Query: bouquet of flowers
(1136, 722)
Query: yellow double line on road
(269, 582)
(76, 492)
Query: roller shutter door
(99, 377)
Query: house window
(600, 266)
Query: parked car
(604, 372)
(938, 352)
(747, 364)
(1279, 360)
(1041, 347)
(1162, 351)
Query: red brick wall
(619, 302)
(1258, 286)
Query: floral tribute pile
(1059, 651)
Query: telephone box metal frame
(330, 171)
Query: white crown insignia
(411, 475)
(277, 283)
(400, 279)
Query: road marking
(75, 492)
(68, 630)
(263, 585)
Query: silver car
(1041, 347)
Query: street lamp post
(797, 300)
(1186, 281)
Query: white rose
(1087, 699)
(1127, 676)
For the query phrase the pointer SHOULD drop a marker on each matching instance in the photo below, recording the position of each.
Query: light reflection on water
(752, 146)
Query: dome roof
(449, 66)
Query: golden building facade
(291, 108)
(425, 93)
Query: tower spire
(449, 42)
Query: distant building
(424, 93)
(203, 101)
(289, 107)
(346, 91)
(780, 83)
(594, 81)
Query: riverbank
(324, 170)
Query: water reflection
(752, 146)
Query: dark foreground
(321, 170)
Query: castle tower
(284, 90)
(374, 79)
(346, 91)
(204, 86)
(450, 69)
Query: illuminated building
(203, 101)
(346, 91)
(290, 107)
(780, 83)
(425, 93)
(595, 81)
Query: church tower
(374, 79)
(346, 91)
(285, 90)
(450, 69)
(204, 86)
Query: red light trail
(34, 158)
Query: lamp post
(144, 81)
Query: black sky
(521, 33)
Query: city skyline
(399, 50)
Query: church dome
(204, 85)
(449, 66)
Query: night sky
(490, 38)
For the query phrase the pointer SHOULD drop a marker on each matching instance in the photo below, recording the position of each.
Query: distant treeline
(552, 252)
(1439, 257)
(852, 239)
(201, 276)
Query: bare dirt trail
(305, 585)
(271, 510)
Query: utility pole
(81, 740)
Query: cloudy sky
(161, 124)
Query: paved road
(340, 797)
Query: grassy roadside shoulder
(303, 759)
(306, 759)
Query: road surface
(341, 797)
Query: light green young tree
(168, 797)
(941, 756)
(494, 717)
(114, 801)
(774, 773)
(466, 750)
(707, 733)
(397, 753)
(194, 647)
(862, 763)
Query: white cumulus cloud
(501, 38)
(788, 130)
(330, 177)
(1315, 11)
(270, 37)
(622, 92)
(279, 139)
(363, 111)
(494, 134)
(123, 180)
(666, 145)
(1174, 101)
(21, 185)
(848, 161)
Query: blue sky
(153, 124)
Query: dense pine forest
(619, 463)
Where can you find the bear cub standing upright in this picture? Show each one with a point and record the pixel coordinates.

* [Exercise instructions]
Transcribe every line of the data above word for word, in the same order and with the same wording.

* [Result of the exercise]
Query: bouquet of flowers
(1136, 722)
Query: yellow double line on road
(269, 582)
(76, 492)
Query: roller shutter door
(99, 377)
Query: house window
(600, 266)
Query: parked car
(604, 372)
(938, 352)
(747, 364)
(1279, 360)
(1041, 347)
(1162, 351)
Query: red brick wall
(619, 302)
(1258, 286)
Query: floral tribute pile
(1059, 651)
Query: telephone box metal frame
(330, 171)
Query: white crown insignia
(411, 475)
(277, 283)
(400, 279)
Query: road marking
(75, 492)
(68, 630)
(263, 585)
Query: silver car
(1041, 347)
Query: street lamp post
(797, 300)
(1186, 281)
Query: white rose
(1087, 699)
(1127, 676)
For the query phrase the pointer SHOULD drop a marker on each matching instance in the photo below, recording the position of each.
Query: light reflection on water
(752, 146)
Query: dome roof
(449, 66)
Query: golden building facade
(291, 108)
(425, 93)
Query: tower spire
(449, 42)
Query: distant building
(424, 93)
(203, 101)
(289, 107)
(346, 91)
(780, 83)
(594, 81)
Query: riverbank
(324, 170)
Query: water reflection
(752, 146)
Query: dark foreground
(321, 170)
Query: castle tower
(284, 90)
(374, 79)
(346, 91)
(204, 86)
(450, 69)
Query: illuminated building
(203, 101)
(346, 91)
(290, 107)
(780, 83)
(425, 93)
(595, 81)
Query: church tower
(374, 79)
(346, 91)
(285, 90)
(450, 69)
(204, 86)
Query: red light trail
(34, 158)
Query: lamp post
(144, 81)
Query: black sky
(521, 33)
Query: city skyline
(399, 50)
Query: church dome
(204, 85)
(449, 66)
Query: night sky
(490, 38)
For the query phrase the pointer SHOULD drop a marker on each matching instance in the photo below, recording the position of each.
Query: distant treeline
(552, 252)
(1439, 257)
(852, 239)
(201, 276)
Query: bare dirt trail
(305, 585)
(271, 510)
Query: utility pole
(81, 740)
Query: cloudy sky
(161, 124)
Query: paved road
(340, 797)
Query: grassy roadside shoulder
(303, 759)
(306, 759)
Query: road surface
(341, 797)
Query: light green young tree
(168, 797)
(941, 756)
(494, 717)
(114, 801)
(774, 773)
(466, 750)
(707, 733)
(397, 753)
(194, 647)
(862, 763)
Query: white cumulus cloud
(501, 38)
(788, 130)
(330, 177)
(1315, 11)
(270, 37)
(622, 92)
(279, 139)
(363, 111)
(494, 134)
(123, 180)
(666, 145)
(1174, 101)
(21, 185)
(848, 161)
Query: blue sky
(153, 124)
Query: dense pine forest
(619, 463)
Where can you find the bear cub standing upright in this picture? Show each one with a point and record the pixel coordinates.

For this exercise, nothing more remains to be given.